### Your goal
Pull out every line of the entries below that contains the word "short". Case counts, so copy only lines where it appears with matching capitalization.

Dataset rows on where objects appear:
-=-=-=-=-

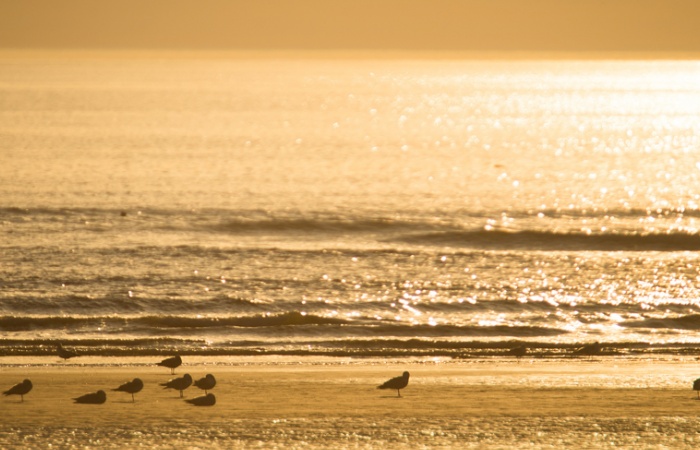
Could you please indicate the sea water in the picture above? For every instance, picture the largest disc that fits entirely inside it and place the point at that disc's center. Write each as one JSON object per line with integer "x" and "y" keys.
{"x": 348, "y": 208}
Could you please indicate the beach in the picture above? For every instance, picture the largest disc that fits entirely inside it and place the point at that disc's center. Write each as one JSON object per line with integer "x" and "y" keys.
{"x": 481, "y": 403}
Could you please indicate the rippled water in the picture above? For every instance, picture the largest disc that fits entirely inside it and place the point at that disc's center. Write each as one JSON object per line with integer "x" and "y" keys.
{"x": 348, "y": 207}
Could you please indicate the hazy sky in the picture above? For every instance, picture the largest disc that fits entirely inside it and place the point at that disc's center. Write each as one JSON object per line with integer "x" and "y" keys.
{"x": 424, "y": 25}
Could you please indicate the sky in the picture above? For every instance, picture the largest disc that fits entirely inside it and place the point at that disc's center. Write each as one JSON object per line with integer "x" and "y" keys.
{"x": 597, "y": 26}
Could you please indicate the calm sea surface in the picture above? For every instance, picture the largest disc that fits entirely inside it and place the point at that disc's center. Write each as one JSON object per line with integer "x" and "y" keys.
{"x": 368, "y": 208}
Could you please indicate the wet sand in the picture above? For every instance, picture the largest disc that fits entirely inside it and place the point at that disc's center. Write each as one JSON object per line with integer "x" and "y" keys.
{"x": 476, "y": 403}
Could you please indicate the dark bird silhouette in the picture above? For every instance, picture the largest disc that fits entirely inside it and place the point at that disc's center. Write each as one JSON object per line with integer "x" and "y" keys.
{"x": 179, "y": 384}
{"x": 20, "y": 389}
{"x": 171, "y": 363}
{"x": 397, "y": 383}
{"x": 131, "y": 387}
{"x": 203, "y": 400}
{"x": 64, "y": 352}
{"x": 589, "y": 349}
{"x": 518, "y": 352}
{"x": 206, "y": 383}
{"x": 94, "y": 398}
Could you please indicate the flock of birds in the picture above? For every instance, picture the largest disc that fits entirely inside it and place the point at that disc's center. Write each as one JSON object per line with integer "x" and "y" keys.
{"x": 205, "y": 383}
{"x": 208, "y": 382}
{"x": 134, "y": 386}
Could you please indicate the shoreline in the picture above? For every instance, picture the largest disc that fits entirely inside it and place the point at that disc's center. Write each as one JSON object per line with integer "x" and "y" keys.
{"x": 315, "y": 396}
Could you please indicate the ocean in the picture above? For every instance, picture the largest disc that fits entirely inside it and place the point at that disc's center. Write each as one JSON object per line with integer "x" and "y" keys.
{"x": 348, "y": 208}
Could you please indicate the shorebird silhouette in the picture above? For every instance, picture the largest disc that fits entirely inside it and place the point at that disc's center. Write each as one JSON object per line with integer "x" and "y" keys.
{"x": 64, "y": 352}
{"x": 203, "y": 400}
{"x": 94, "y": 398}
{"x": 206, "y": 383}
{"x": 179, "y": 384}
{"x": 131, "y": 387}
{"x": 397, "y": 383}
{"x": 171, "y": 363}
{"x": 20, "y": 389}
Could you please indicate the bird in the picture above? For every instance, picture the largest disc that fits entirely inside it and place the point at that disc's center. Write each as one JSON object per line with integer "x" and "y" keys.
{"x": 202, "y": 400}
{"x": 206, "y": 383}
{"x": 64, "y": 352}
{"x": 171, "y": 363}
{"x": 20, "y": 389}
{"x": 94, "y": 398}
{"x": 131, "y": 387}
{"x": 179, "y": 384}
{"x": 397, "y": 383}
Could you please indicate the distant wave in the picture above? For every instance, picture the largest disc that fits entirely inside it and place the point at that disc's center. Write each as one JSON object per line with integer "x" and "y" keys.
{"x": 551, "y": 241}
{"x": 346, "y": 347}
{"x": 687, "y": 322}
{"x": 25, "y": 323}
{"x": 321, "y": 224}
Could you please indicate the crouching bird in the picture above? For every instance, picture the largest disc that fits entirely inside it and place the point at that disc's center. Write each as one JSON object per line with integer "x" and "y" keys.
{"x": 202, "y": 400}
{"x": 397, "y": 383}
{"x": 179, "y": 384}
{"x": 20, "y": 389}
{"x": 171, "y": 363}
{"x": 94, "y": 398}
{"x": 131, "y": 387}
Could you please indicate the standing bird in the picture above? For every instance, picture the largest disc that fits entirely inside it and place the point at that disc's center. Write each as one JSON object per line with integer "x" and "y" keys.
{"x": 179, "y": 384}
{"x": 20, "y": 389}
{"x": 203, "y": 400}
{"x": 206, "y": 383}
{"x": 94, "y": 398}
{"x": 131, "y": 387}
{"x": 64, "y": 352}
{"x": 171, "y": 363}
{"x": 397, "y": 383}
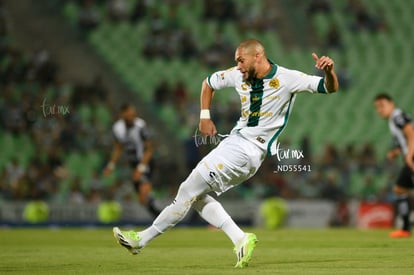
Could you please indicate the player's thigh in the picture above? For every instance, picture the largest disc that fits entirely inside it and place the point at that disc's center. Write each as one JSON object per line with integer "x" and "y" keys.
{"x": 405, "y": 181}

-=-=-=-=-

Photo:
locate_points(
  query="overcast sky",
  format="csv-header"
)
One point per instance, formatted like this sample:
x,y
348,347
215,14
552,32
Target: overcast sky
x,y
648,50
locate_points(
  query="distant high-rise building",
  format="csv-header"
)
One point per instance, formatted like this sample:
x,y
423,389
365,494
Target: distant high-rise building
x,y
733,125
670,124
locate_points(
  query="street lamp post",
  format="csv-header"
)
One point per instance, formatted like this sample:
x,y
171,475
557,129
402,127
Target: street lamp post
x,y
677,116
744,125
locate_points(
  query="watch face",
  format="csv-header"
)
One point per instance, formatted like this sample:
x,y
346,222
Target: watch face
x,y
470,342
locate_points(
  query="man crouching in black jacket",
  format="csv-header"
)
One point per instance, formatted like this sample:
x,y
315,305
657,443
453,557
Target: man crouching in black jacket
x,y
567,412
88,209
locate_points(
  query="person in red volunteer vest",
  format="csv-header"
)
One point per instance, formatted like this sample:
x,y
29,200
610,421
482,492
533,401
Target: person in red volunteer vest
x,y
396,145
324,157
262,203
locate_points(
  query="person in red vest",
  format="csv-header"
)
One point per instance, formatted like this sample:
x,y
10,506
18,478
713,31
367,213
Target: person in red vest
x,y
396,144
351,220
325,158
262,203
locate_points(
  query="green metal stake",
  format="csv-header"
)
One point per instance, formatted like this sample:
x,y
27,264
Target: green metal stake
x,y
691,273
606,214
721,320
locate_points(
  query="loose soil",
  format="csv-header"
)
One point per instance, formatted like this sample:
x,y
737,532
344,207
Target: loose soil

-=-=-=-=-

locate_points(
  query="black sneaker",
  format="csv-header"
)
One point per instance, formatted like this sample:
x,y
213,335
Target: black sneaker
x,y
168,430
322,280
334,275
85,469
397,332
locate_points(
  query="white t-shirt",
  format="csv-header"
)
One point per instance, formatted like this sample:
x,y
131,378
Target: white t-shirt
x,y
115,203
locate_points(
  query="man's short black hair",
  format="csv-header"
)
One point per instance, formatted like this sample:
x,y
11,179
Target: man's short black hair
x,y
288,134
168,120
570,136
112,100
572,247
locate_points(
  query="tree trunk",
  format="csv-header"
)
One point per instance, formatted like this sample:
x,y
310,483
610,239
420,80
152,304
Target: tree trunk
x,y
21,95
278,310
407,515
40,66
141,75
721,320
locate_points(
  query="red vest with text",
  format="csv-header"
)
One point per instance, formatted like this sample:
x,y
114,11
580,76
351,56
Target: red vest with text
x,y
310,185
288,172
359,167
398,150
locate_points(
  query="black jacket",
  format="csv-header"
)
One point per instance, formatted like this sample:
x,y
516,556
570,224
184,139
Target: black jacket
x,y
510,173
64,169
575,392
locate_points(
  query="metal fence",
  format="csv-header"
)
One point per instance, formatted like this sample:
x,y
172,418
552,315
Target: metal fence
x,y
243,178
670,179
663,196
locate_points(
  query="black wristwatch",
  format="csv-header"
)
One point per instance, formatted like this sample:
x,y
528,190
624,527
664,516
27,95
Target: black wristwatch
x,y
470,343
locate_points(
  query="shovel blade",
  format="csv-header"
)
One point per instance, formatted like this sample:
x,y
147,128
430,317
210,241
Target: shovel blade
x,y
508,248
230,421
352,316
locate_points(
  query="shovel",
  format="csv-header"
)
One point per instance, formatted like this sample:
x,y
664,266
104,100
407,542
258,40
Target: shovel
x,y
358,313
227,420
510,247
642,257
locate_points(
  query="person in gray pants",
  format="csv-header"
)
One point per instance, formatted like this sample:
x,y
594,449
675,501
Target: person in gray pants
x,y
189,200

-=-=-=-=-

### Result below
  query="man's short black hair",
Target: man's short black hair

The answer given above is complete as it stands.